▶ **READING TEXT**
The last six months have been unusual for Canadians in many provinces. Ontarians recently re-elected a Progressive Conservative government, and Quebecers will host their own democratic process in just a few weeks. At the federal level, the Liberal Party of Canada has a workable government with the support of the New Democratic Party (NDP), while the Conservative Party of Canada is in the middle of a race to decide who will supplant Erin O’Toole.
Prime Minister Justin Trudeau has had opportunities to connect with voters on foreign policy issues, particularly the conflict in Ukraine. Still, concerns about inflation, real estate and gas prices have made Canadians uneasy about what Ottawa can do for them. A few days ago, we reported on how only 49 per cent of Canadians are proud of the national economy – a staggering 31-point drop since June 2019.
In late June, more than half of Canadians (51 per cent) feel that their province would be better off with a different prime minister in Ottawa. This represents a two-point increase since the previous survey by Research Co. and Glacier Media in December 2021.
There are three regions of the country where the numbers for Trudeau have been consistently low on this question. In Alberta, 64 per cent of residents (down one point) think the province would do better without Trudeau. The proportions are also high in Saskatchewan and Manitoba (60 per cent, up four points) and British Columbia (53 per cent, unchanged).

▶ **EXTRACTED DATA**

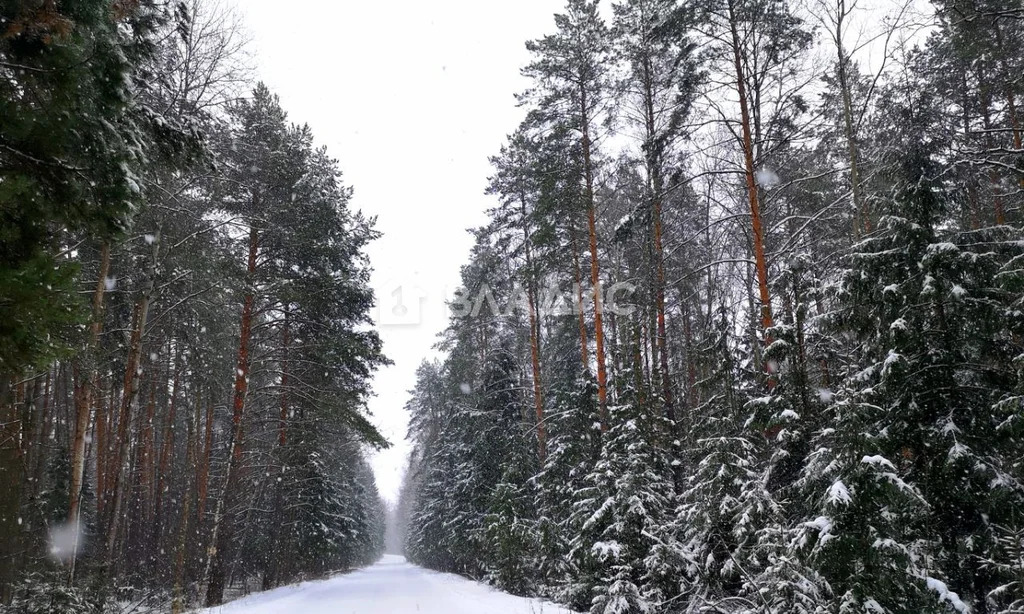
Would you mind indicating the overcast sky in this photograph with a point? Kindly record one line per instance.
---
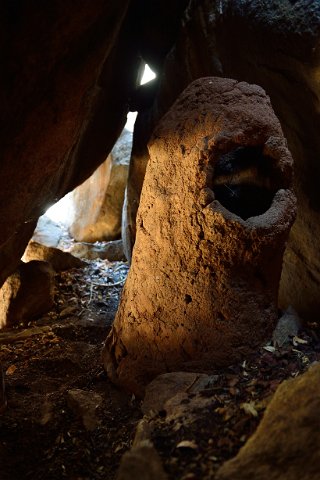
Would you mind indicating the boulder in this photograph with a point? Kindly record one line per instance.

▶ **BRIEF**
Quote the article on Canadian political opinion word for word, starting at "The last six" and ending at "since June 2019.".

▶ **THE ANSWER**
The last six months have been unusual for Canadians in many provinces. Ontarians recently re-elected a Progressive Conservative government, and Quebecers will host their own democratic process in just a few weeks. At the federal level, the Liberal Party of Canada has a workable government with the support of the New Democratic Party (NDP), while the Conservative Party of Canada is in the middle of a race to decide who will supplant Erin O’Toole.
Prime Minister Justin Trudeau has had opportunities to connect with voters on foreign policy issues, particularly the conflict in Ukraine. Still, concerns about inflation, real estate and gas prices have made Canadians uneasy about what Ottawa can do for them. A few days ago, we reported on how only 49 per cent of Canadians are proud of the national economy – a staggering 31-point drop since June 2019.